Position annotation records:
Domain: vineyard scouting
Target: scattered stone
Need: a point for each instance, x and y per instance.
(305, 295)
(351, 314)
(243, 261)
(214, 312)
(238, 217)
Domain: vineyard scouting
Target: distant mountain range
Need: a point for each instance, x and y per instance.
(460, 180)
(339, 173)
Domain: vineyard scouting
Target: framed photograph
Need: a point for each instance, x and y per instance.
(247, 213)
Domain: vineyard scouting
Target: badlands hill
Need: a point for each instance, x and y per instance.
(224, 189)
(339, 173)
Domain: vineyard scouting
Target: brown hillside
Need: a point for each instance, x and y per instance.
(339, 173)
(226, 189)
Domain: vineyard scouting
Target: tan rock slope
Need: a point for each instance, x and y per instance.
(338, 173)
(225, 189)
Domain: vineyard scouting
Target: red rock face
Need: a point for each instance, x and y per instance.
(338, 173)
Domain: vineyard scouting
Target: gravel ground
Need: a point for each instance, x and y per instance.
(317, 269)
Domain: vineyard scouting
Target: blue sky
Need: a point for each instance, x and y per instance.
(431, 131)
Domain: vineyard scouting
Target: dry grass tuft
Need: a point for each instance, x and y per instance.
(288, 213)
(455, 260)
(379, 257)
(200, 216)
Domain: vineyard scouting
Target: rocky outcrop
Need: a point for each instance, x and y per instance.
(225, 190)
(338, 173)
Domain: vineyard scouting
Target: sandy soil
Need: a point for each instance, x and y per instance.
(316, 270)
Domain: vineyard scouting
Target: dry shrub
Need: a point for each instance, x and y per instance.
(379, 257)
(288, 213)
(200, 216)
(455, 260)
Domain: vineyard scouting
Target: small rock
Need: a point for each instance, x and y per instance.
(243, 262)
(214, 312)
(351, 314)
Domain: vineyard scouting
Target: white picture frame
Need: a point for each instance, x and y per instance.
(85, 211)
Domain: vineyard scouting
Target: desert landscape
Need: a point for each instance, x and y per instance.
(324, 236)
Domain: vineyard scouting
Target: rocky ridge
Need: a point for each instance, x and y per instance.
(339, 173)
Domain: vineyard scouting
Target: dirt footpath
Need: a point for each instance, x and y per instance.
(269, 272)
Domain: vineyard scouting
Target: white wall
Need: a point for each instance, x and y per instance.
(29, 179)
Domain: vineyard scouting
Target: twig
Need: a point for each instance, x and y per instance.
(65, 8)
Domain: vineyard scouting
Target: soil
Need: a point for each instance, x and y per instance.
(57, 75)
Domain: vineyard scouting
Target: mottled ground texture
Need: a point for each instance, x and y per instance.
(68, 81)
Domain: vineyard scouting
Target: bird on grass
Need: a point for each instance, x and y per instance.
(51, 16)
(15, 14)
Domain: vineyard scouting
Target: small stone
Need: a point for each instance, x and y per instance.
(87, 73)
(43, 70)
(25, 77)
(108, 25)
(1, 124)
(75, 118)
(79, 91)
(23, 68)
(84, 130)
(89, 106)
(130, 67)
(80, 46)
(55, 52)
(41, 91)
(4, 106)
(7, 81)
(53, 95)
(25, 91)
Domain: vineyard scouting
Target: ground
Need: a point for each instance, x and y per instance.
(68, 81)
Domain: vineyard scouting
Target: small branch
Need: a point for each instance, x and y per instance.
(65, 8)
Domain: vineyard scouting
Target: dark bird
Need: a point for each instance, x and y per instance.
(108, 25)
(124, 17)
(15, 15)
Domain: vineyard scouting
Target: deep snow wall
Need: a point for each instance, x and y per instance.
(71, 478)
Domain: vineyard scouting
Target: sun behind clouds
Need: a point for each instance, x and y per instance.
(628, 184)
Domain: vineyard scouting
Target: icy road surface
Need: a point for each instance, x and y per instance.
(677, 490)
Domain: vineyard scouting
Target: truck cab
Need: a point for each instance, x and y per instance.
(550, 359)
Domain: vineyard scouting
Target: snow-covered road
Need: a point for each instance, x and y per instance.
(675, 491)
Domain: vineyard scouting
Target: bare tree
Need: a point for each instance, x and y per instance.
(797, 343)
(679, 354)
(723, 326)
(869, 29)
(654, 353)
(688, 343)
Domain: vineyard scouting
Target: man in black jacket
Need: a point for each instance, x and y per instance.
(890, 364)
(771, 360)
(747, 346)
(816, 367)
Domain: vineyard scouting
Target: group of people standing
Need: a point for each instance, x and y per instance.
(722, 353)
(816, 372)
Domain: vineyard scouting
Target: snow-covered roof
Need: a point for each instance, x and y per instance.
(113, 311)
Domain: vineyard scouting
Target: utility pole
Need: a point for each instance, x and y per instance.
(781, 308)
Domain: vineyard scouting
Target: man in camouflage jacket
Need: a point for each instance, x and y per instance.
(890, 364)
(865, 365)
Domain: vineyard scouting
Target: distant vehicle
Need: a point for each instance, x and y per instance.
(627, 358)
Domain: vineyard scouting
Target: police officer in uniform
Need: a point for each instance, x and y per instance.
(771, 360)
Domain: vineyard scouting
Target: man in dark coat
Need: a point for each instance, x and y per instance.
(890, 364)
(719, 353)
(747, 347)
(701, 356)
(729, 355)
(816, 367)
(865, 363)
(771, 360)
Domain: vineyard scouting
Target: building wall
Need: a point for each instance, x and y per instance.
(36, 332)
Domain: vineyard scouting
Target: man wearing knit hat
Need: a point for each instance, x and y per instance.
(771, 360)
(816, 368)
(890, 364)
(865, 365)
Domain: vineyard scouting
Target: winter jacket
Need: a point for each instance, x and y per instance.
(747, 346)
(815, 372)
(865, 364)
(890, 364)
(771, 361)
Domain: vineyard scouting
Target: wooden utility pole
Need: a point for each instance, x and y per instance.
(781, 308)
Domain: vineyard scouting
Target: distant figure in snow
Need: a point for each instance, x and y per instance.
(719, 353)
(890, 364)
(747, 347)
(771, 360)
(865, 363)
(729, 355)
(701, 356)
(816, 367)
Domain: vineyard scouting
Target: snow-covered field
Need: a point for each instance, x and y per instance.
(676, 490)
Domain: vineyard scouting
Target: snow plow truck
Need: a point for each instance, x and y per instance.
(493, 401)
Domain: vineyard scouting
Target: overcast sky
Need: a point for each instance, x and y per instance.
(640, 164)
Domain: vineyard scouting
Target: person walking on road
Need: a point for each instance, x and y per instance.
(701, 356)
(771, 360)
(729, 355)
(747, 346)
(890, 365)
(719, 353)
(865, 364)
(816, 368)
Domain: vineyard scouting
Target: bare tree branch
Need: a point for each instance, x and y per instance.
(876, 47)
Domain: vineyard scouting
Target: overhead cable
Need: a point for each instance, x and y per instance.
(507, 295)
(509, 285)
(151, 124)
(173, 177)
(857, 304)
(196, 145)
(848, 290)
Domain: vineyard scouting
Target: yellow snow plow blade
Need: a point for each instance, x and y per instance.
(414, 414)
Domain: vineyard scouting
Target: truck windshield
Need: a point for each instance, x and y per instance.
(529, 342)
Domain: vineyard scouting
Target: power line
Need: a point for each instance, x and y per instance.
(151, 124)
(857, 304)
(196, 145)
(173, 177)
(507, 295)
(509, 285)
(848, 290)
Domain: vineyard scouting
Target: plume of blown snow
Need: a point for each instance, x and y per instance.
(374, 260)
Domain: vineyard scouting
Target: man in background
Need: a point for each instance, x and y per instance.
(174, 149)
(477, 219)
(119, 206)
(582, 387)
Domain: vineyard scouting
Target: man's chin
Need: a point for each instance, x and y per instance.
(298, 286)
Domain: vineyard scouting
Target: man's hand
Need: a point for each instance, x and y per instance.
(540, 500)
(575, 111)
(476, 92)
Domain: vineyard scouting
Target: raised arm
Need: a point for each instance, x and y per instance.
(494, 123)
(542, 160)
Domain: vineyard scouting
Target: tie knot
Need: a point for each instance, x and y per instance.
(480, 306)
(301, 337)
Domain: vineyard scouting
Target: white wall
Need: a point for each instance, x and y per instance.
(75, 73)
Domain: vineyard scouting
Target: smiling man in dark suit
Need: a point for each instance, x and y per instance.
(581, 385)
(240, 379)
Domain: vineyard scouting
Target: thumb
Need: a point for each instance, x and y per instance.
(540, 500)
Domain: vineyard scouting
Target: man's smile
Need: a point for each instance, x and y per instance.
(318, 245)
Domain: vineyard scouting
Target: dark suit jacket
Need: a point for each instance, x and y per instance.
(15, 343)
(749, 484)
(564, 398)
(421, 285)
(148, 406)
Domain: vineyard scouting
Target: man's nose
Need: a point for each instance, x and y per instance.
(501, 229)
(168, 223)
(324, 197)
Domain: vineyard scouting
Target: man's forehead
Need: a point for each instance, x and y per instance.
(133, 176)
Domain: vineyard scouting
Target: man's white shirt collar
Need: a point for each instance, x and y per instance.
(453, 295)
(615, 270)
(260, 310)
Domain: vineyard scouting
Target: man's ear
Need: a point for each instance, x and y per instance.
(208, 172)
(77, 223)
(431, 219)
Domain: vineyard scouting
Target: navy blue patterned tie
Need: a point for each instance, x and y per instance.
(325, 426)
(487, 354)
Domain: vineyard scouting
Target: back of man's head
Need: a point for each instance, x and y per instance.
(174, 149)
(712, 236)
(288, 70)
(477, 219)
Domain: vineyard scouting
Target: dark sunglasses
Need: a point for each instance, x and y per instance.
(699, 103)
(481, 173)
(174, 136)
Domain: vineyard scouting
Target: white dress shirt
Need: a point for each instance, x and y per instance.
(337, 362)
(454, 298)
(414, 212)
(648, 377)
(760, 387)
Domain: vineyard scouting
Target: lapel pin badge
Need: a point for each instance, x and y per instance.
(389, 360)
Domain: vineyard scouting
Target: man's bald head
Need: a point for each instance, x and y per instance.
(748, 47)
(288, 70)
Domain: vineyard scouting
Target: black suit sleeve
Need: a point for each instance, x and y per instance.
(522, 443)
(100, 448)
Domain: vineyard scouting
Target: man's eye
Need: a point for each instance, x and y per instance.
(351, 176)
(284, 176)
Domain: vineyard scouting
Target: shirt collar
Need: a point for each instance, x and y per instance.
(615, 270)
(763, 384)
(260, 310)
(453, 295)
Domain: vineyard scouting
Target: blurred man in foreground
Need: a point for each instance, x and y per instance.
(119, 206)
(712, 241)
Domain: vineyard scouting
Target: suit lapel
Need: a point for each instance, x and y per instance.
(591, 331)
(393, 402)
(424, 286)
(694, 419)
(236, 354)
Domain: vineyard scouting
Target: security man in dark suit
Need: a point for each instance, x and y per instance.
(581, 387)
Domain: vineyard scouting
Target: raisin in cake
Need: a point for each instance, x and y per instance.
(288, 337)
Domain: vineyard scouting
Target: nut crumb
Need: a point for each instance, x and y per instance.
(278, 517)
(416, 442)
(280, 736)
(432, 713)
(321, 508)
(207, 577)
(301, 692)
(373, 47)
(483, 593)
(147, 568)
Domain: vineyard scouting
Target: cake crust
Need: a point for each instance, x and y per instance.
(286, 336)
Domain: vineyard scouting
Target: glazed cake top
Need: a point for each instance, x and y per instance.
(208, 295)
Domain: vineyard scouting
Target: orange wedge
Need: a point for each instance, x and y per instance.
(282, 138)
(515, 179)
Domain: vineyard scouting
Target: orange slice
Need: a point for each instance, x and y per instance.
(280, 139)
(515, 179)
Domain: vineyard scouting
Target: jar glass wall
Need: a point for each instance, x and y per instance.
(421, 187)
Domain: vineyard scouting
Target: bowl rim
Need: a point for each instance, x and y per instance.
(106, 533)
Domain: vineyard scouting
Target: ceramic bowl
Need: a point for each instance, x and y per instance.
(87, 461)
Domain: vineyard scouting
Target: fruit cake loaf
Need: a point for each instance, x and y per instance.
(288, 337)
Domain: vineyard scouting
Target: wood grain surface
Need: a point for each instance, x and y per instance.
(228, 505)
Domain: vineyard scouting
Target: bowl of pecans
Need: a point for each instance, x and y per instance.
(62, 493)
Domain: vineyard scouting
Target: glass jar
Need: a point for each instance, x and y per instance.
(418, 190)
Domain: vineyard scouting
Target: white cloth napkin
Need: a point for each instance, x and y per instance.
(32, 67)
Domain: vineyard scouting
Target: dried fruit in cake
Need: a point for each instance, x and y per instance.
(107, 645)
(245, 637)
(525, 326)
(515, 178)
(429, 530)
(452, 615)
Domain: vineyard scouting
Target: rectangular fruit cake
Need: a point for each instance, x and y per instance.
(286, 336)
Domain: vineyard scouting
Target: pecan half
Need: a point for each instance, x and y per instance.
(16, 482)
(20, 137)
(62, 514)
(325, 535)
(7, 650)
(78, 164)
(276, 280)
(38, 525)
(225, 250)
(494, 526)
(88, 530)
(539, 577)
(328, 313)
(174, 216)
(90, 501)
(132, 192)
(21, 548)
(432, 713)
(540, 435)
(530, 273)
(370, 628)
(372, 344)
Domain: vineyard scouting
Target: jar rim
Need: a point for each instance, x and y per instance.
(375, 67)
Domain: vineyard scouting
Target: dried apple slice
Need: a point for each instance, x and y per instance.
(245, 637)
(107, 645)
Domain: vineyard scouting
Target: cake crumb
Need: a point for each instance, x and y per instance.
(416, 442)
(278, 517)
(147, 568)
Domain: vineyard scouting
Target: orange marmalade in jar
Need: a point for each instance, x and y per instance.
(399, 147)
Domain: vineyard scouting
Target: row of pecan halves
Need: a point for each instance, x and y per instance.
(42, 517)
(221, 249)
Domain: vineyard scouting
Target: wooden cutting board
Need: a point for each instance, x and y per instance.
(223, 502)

WHAT YOU HAVE TO DO: Tally the lines of the records above that contain the word "plow", and give only the number.

RESULT: 2